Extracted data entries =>
────────────────────────────────────────

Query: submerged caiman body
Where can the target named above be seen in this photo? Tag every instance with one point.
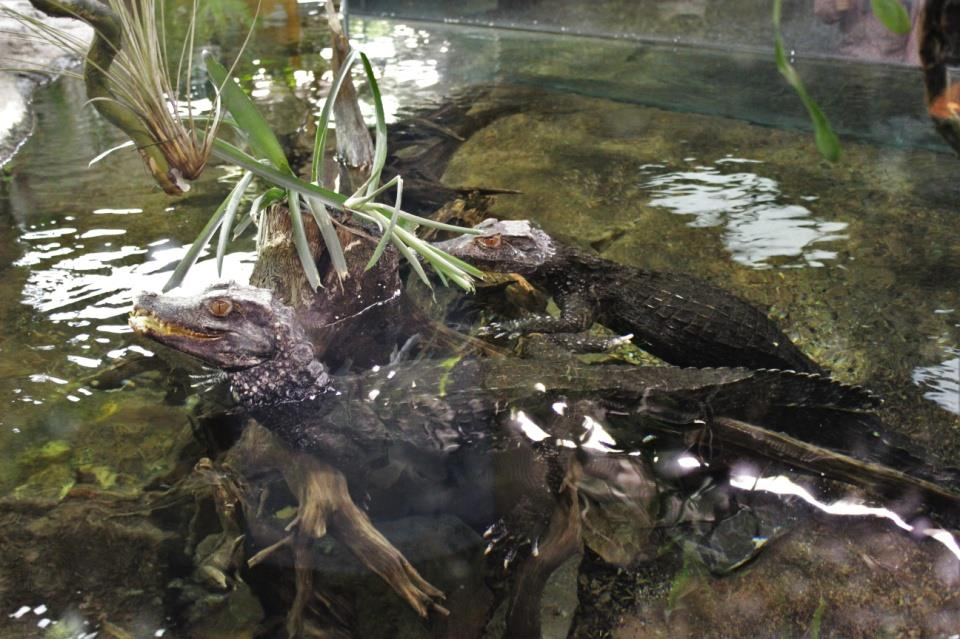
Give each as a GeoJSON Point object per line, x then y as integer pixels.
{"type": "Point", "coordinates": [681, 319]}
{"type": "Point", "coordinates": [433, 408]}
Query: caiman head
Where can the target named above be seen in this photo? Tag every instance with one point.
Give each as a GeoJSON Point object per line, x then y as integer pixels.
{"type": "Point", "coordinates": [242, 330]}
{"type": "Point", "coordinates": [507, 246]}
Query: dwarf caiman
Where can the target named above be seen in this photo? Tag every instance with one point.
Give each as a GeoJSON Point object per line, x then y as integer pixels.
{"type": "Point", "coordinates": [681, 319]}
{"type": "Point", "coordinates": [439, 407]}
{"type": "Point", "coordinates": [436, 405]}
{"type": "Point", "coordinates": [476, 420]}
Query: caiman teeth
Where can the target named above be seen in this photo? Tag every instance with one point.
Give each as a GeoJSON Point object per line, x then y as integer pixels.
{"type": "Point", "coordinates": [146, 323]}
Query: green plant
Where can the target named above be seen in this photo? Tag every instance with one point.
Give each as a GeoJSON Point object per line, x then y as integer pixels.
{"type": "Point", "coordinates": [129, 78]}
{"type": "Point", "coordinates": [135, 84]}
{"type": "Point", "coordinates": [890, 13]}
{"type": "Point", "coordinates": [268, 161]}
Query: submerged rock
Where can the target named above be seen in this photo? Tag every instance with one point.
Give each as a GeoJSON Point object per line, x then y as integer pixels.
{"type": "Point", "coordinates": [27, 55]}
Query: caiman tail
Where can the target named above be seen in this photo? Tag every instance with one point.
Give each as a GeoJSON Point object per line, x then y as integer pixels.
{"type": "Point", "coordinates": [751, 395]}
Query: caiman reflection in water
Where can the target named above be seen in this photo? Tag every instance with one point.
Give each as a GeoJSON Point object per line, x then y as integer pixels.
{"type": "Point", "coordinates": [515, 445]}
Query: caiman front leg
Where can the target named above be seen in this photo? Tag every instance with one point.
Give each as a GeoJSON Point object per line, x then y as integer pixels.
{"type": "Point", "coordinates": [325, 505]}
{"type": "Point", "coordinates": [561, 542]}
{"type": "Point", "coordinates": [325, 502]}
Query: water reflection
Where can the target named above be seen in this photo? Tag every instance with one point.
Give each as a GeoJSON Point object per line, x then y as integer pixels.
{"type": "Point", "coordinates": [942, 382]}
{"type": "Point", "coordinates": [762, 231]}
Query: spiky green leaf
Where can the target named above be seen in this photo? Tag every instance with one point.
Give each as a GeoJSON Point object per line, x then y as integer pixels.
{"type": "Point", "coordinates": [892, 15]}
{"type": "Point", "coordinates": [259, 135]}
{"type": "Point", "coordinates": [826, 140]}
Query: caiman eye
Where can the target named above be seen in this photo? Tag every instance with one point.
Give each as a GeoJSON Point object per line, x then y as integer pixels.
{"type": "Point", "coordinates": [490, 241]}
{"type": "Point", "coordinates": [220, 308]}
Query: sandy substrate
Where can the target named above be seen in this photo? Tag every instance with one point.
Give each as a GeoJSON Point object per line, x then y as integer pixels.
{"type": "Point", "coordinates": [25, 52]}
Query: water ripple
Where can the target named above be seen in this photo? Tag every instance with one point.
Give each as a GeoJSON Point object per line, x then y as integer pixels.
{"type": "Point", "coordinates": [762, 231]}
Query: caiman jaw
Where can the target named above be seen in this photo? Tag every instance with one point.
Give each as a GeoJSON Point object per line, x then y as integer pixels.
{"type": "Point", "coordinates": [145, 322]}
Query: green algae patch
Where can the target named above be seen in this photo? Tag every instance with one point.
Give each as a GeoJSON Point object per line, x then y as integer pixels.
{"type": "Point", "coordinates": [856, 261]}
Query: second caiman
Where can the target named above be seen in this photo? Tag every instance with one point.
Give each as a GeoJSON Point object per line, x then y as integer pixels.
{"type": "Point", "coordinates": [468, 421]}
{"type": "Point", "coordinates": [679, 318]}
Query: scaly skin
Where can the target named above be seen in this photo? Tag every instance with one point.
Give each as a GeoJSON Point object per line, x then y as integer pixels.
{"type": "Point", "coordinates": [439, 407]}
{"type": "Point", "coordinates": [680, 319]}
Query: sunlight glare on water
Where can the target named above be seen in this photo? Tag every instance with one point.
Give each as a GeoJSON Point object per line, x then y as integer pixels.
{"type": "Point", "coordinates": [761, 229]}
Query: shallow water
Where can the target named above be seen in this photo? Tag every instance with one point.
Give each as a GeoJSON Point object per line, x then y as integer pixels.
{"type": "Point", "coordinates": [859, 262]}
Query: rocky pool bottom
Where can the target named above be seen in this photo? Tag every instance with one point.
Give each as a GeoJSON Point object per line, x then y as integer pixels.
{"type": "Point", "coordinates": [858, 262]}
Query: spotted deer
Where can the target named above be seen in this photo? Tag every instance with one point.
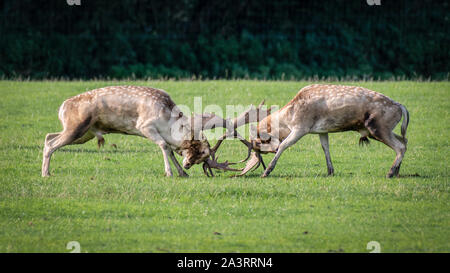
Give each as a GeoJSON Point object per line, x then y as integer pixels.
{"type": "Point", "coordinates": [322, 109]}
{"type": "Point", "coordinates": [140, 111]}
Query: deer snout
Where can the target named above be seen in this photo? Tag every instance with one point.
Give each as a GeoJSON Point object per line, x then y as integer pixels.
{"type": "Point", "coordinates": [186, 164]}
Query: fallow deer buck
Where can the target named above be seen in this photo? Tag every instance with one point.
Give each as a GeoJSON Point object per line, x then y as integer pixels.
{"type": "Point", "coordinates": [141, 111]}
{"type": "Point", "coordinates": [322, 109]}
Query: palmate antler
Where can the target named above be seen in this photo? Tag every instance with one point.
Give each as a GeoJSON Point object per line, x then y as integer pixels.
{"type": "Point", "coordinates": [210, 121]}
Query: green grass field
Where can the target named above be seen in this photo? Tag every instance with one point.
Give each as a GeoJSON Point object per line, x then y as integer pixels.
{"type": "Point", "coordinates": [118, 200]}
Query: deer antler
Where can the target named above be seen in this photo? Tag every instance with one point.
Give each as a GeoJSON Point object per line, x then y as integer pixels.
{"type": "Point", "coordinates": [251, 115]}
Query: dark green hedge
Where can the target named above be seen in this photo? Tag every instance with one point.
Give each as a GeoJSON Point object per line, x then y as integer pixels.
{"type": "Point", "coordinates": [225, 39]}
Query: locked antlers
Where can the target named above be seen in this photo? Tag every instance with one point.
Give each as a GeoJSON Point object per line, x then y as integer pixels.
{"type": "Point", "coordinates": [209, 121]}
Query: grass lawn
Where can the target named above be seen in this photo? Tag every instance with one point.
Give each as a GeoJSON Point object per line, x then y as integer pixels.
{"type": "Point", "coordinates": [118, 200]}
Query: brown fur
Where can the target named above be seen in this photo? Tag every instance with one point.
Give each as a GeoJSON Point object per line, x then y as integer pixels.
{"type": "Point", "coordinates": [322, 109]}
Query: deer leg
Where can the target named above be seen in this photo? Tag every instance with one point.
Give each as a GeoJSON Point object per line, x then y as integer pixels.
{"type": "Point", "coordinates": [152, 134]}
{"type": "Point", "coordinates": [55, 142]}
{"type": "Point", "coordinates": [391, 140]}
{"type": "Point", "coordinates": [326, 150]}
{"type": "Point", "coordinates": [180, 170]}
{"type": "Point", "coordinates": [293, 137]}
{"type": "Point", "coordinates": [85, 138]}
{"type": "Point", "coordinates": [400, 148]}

────────────────────────────────────────

Short exercise => Copy out all the data exactly; skip the pictures.

Exercise solution =>
Query: submerged caiman body
Where can the target named above be seen in this photo? Tag every instance with one point.
Give each as a GeoJSON Point object per line, x then y as integer pixels.
{"type": "Point", "coordinates": [681, 319]}
{"type": "Point", "coordinates": [433, 408]}
Query: caiman head
Where can the target named above be seen in this photo? Tag every instance with one point.
Give each as a GeoJSON Point object per line, x then y as integer pixels.
{"type": "Point", "coordinates": [242, 330]}
{"type": "Point", "coordinates": [507, 246]}
Query: dwarf caiman
Where can the target named above be seen in this photo? Tag every instance with one point.
Give each as a GeoJSON Point object per line, x then y as integer pixels.
{"type": "Point", "coordinates": [681, 319]}
{"type": "Point", "coordinates": [439, 407]}
{"type": "Point", "coordinates": [436, 405]}
{"type": "Point", "coordinates": [476, 420]}
Query: caiman teeth
Where can the target named above be seen in this photo? Tag every instance with one point.
Give each as a GeoJSON Point object per line, x then y as integer pixels.
{"type": "Point", "coordinates": [146, 323]}
Query: green plant
Where can the target named above be seen in this photo? Tag every instance with one point.
Give each as a GeoJSON Point object per line, x then y as integer pixels.
{"type": "Point", "coordinates": [129, 78]}
{"type": "Point", "coordinates": [135, 84]}
{"type": "Point", "coordinates": [890, 13]}
{"type": "Point", "coordinates": [268, 161]}
Query: submerged rock
Where can the target named above be seen in this photo? Tag every instance with one point.
Give each as a GeoJSON Point object per line, x then y as integer pixels.
{"type": "Point", "coordinates": [27, 55]}
Query: caiman tail
Where can the target named above be seen in this photo? Tag every instance with one point.
Give each as a GeoJSON Point object per line, x then y as integer pixels.
{"type": "Point", "coordinates": [751, 395]}
Query: caiman reflection in water
Where can the target named above be seen in this photo? Tag every instance with one point.
Give each as a GeoJSON Point object per line, x then y as integer pixels.
{"type": "Point", "coordinates": [515, 445]}
Query: caiman front leg
Where can the target named above be seen in this photo? Tag every instance with one point.
Give each as a GeoJSON Point object per line, x then y as integer pixels.
{"type": "Point", "coordinates": [325, 505]}
{"type": "Point", "coordinates": [561, 542]}
{"type": "Point", "coordinates": [325, 502]}
Query: water reflection
Where can the target named above be seen in this photo? Tag every instance with one point.
Give each as a GeoJSON Point object per line, x then y as integer pixels.
{"type": "Point", "coordinates": [942, 382]}
{"type": "Point", "coordinates": [762, 231]}
Query: spiky green leaf
Where can the target named above be seen in this photo? Tag every instance with one point.
Give each as a GeoJSON Point object per line, x then y as integer pixels.
{"type": "Point", "coordinates": [892, 15]}
{"type": "Point", "coordinates": [259, 135]}
{"type": "Point", "coordinates": [826, 140]}
Query: caiman eye
Where can the target named above be seen in this photo? Tag every instance with one point.
Give each as a GeoJSON Point object per line, x then y as integer pixels.
{"type": "Point", "coordinates": [490, 241]}
{"type": "Point", "coordinates": [220, 308]}
Query: sandy substrate
Where can the target named above be seen in this photo? Tag every instance with one point.
Give each as a GeoJSON Point object per line, x then y as integer pixels.
{"type": "Point", "coordinates": [25, 52]}
Query: water ripple
Where can the target named above be seen in this photo? Tag every instance with one point.
Give each as a GeoJSON Point object per line, x then y as integer pixels.
{"type": "Point", "coordinates": [762, 231]}
Query: caiman jaw
Where can the target named above be seen in this photo? Tag every instance with one point.
Give each as a GeoJSON Point object per line, x then y as integer pixels.
{"type": "Point", "coordinates": [145, 322]}
Query: green algae patch
Where can the target named above be seen in this photo? Tag every instance with one point.
Give each as a GeoJSON Point object per line, x then y as integer pixels.
{"type": "Point", "coordinates": [856, 261]}
Query: second caiman
Where can the target named above be seen in this photo? Tag every instance with one point.
Give each as a GeoJSON Point object per line, x then y as integer pixels.
{"type": "Point", "coordinates": [468, 421]}
{"type": "Point", "coordinates": [679, 318]}
Query: scaly skin
Where can the target named above be seen in this photo? Tag every instance with one point.
Give each as a GeoJSON Point object per line, x then y as integer pixels.
{"type": "Point", "coordinates": [439, 407]}
{"type": "Point", "coordinates": [680, 319]}
Query: sunlight glare on water
Where can the target named above be seen in this photo? Tag every instance with one point.
Give each as a GeoJSON Point object per line, x then y as integer pixels.
{"type": "Point", "coordinates": [761, 229]}
Query: shallow water
Where can the target named above be seen in this photo? Tag every instance with one point.
Give each as a GeoJSON Point object per line, x then y as integer pixels.
{"type": "Point", "coordinates": [859, 262]}
Query: rocky pool bottom
Where can the target named above be seen in this photo? Tag every instance with one point.
Give each as a GeoJSON Point object per line, x then y as integer pixels.
{"type": "Point", "coordinates": [858, 262]}
Query: spotted deer
Where can the target named above be seen in this photo? Tag every instance with one point.
Give each as a GeoJSON Point object per line, x then y as integer pixels.
{"type": "Point", "coordinates": [322, 109]}
{"type": "Point", "coordinates": [140, 111]}
Query: deer snout
Where can the target named above be seen in this photo? Tag every instance with one point.
Give each as a GeoJSON Point object per line, x then y as integer pixels.
{"type": "Point", "coordinates": [186, 164]}
Query: fallow deer buck
Where can the target named above be seen in this photo? Tag every instance with one point.
Give each as a GeoJSON Point object per line, x then y as integer pixels.
{"type": "Point", "coordinates": [141, 111]}
{"type": "Point", "coordinates": [322, 109]}
Query: palmate antler
Where can the target named above be seen in this photo? Tag every instance with one point.
Give each as a GeoJSON Point object per line, x then y as integer pixels.
{"type": "Point", "coordinates": [210, 121]}
Query: green grass field
Where can the target named above be seen in this photo? Tag every instance with one point.
Give each as a GeoJSON Point object per line, x then y as integer pixels.
{"type": "Point", "coordinates": [118, 200]}
Query: deer antler
Where can the target named above be seen in this photo? Tag every instance with one point.
Give each as a GeoJSON Point object per line, x then y as integer pixels.
{"type": "Point", "coordinates": [251, 115]}
Query: dark green hedge
Where can the target named above be seen in this photo? Tag every instance with one point.
Give each as a GeoJSON Point object per line, x then y as integer pixels.
{"type": "Point", "coordinates": [225, 39]}
Query: locked antlers
Where can the target named above be seen in this photo? Tag every instance with one point.
Give each as a GeoJSON Point object per line, x then y as integer pixels.
{"type": "Point", "coordinates": [209, 121]}
Query: grass lawn
Where can the target named above be seen in this photo? Tag every instance with one point.
Give each as a GeoJSON Point object per line, x then y as integer pixels.
{"type": "Point", "coordinates": [118, 200]}
Query: brown fur
Where can the target named above be seen in this photo? Tag every instance with one point.
Give each as a GeoJSON Point object per line, x then y as integer pixels.
{"type": "Point", "coordinates": [322, 109]}
Query: deer leg
Where can the target named above be seen in this photo? Tag every instance with one point.
Give each as a GeoJSON Point object per line, x then y as integer pixels.
{"type": "Point", "coordinates": [152, 134]}
{"type": "Point", "coordinates": [55, 142]}
{"type": "Point", "coordinates": [391, 140]}
{"type": "Point", "coordinates": [326, 150]}
{"type": "Point", "coordinates": [180, 170]}
{"type": "Point", "coordinates": [293, 137]}
{"type": "Point", "coordinates": [85, 138]}
{"type": "Point", "coordinates": [400, 148]}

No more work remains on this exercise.